▶ [ASSIGNMENT] Transcribe the entries below exactly as they appear.

▶ [THE INPUT]
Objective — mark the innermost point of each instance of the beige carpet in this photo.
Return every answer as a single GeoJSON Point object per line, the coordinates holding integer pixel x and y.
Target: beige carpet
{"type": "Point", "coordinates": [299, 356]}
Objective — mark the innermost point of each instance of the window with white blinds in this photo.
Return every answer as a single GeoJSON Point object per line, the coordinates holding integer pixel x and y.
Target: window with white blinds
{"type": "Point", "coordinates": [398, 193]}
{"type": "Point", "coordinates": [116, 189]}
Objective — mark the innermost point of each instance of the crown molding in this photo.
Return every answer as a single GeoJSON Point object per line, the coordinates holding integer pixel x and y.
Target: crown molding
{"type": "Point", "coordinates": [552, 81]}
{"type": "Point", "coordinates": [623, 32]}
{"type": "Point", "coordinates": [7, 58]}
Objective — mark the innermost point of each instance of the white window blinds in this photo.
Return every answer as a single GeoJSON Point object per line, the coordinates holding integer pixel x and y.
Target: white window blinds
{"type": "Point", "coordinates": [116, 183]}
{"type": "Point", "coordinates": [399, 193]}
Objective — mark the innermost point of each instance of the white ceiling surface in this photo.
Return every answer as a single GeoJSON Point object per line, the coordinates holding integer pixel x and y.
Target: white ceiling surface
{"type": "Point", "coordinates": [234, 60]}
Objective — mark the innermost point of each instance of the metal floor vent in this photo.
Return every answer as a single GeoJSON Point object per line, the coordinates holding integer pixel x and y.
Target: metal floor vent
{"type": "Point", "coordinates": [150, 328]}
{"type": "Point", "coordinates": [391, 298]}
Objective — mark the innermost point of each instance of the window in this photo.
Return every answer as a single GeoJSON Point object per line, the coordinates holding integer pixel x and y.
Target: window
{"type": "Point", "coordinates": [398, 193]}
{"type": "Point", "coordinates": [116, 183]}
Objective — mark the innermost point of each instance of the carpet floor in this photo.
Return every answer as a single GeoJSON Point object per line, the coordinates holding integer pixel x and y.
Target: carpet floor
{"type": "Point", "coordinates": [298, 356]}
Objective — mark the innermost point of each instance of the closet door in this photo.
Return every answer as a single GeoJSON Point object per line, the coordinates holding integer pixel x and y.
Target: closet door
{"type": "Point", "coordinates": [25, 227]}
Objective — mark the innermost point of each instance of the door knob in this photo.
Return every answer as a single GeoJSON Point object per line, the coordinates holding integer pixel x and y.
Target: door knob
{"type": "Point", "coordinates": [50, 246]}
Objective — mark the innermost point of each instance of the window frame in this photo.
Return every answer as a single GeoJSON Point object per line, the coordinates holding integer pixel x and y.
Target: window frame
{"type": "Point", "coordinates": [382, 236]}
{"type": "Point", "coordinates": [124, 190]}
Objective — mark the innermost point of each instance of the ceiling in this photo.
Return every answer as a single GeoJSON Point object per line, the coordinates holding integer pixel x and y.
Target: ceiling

▶ [WRITTEN SOLUTION]
Objective — mark the innermost point of each instance of the beige carpet in this photo.
Return every answer as a single GeoJSON Point object per line, the coordinates holding integer pixel x and y.
Target: beige carpet
{"type": "Point", "coordinates": [299, 356]}
Objective — mark the innermost point of each instance of the window with white blinds in this photo.
Return every answer as a single GeoJSON Point object per line, the coordinates holding integer pixel x and y.
Target: window with white blinds
{"type": "Point", "coordinates": [398, 193]}
{"type": "Point", "coordinates": [116, 189]}
Objective — mark the innermost point of each instance of the crown molding in this photo.
Return every answer as a single GeoJSON Point object per line, the coordinates holding integer pixel x and y.
Target: crown molding
{"type": "Point", "coordinates": [552, 81]}
{"type": "Point", "coordinates": [623, 32]}
{"type": "Point", "coordinates": [7, 58]}
Objective — mark the innermost point of each instance of the white window blinds in this photo.
Return every answer as a single GeoJSON Point object per line, the coordinates holding integer pixel x and y.
Target: white window blinds
{"type": "Point", "coordinates": [116, 183]}
{"type": "Point", "coordinates": [399, 193]}
Objective — mark the innermost point of each instance of the white ceiling surface in this photo.
Return every answer as a single GeoJSON Point object per line, the coordinates holding integer pixel x and y.
Target: white ceiling surface
{"type": "Point", "coordinates": [234, 60]}
Objective — mark the innermost point of each instance of the metal floor vent in this photo.
Return every answer as a single GeoJSON Point object per line, the coordinates holding integer pixel x and y.
Target: metal floor vent
{"type": "Point", "coordinates": [150, 328]}
{"type": "Point", "coordinates": [391, 298]}
Objective — mark the innermost point of each instance of the window in this photo.
Return every answer as a single GeoJSON Point object per line, the coordinates holding integer pixel x and y.
Target: window
{"type": "Point", "coordinates": [398, 193]}
{"type": "Point", "coordinates": [116, 183]}
Objective — mark the innermost point of each instance of the carpet floor in this photo.
Return every answer as a single GeoJSON Point object per line, the coordinates holding integer pixel x and y.
Target: carpet floor
{"type": "Point", "coordinates": [298, 356]}
Objective — mark the innermost point of each instance of the closet door in this photo.
Return every answer as a single GeoJSON Point object per line, the coordinates holding integer pixel x and y.
Target: closet door
{"type": "Point", "coordinates": [25, 227]}
Objective — mark the innermost point of each instance of the door knob in this photo.
Return every answer as a single GeoJSON Point object per line, the coordinates holding integer pixel x and y.
Target: door knob
{"type": "Point", "coordinates": [50, 246]}
Objective — mark the innermost point of each instance of the window frame in this photo.
Return every answer as a single GeoJSON Point object per line, the coordinates holding integer pixel x and y.
Target: window frame
{"type": "Point", "coordinates": [382, 236]}
{"type": "Point", "coordinates": [124, 190]}
Objective — mark the innermost point of each instance of the ceiling in this photo.
Return every answer as a single GeoJSON Point object per line, the coordinates holding integer pixel x and y.
Target: ceiling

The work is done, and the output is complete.